* What is needed *
Please pull out every line below word for word, leaving the pictures out of your answer.

* Supplied records *
----------

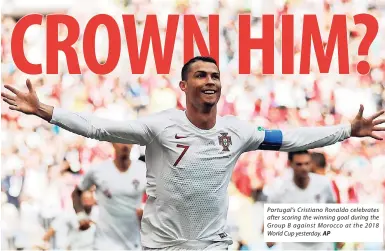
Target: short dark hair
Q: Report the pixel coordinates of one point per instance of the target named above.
(292, 154)
(319, 159)
(186, 67)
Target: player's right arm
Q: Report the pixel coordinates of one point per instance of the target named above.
(305, 138)
(129, 132)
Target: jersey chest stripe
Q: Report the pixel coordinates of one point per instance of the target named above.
(272, 140)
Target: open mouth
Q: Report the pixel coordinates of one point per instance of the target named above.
(209, 92)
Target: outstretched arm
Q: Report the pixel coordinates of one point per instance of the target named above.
(314, 137)
(304, 138)
(129, 132)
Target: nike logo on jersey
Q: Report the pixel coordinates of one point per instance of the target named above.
(179, 137)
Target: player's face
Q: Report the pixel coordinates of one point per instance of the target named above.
(122, 151)
(301, 165)
(203, 85)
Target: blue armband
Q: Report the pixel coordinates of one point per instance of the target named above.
(272, 140)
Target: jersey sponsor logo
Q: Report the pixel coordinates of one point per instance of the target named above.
(225, 141)
(135, 183)
(180, 137)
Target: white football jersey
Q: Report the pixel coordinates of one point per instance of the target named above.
(67, 224)
(189, 169)
(118, 195)
(319, 190)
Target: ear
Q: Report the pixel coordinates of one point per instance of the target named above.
(183, 85)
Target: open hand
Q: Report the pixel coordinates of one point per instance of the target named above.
(365, 127)
(25, 102)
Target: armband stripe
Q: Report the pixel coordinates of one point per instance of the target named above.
(272, 140)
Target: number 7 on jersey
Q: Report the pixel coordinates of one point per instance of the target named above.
(182, 154)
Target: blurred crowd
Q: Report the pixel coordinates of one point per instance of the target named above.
(41, 163)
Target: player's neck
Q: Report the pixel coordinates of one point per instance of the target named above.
(122, 165)
(203, 119)
(302, 182)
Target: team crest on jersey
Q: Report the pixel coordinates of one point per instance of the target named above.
(225, 141)
(135, 183)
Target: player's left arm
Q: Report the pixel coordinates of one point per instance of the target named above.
(304, 138)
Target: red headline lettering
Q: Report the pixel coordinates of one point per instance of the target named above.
(192, 35)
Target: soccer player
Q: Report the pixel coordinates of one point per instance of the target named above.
(319, 167)
(120, 184)
(190, 155)
(68, 225)
(304, 187)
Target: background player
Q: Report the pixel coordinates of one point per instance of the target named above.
(76, 239)
(304, 187)
(190, 154)
(120, 185)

----------

* Solution *
Target: short dark hair
Q: Report the pixel coordinates of one point per instance of the target named above.
(292, 154)
(319, 159)
(186, 67)
Target: player's right arm
Q: Report the pixel coordinates of one point per instance of the target named above.
(305, 138)
(129, 132)
Target: jersey chest stripe
Q: Report the pixel coordinates of one point per instance of the target named above.
(272, 140)
Target: open mouth
Q: Report the pixel coordinates of one point per instance of the target named above.
(209, 92)
Target: outstretched arm
Q: Report the pixel coordinates of one point per instance of the target named above.
(314, 137)
(304, 138)
(129, 132)
Target: nike logo on jersey
Q: Report the pixel coordinates of one point per instance of the target named above.
(179, 137)
Target: player's face
Q: Report the pixel coordinates of one point per instance of the target named above.
(122, 151)
(301, 165)
(203, 85)
Target: blue armband
Q: Report the pixel coordinates of one point per instance of the target named above.
(272, 140)
Target: jersey sponsor logo
Q: Report the pixel coordinates of one point per instance of the target named above.
(225, 141)
(135, 183)
(180, 137)
Target: white football jersey
Q: Report the pixel coordinates of one point per instance of the target named above.
(67, 224)
(189, 169)
(118, 195)
(319, 190)
Target: ear
Q: Report the pixel coordinates of one point per instance of the target named above.
(183, 85)
Target: open hand
Q: Report the pixel coordinates of one point per instance of the target named above.
(365, 127)
(25, 102)
Target: armband stripe
Q: Report the pixel coordinates of one point per instance of the target named above.
(272, 140)
Target: number 7 on jersey
Q: Report the pixel coordinates of one point per instance of the target named above.
(182, 154)
Target: blurred crowd
Q: Report the pixel coordinates of one point per instance of the target named above.
(41, 163)
Target: player's neck
Q: Report the pixel coordinates of one point per instance of the target named above.
(122, 165)
(203, 119)
(302, 182)
Target: team crest on jersey
Q: Report the pixel coordinates of one point per instance of the target named above.
(225, 141)
(135, 183)
Target: player's left arm
Q: Report the pixel coordinates of one point per instance of the target named above.
(304, 138)
Target: red headline lettering
Q: Report the pixel coordinates of one point per instance of the target named above.
(192, 35)
Target: soccer player
Q: Report the pixel coordinates of one point per instance of the target named above.
(319, 167)
(120, 184)
(190, 155)
(68, 225)
(304, 187)
Target: background player
Q: Report the pixel coordinates of one point per instance of the target named above.
(76, 239)
(304, 187)
(190, 154)
(120, 185)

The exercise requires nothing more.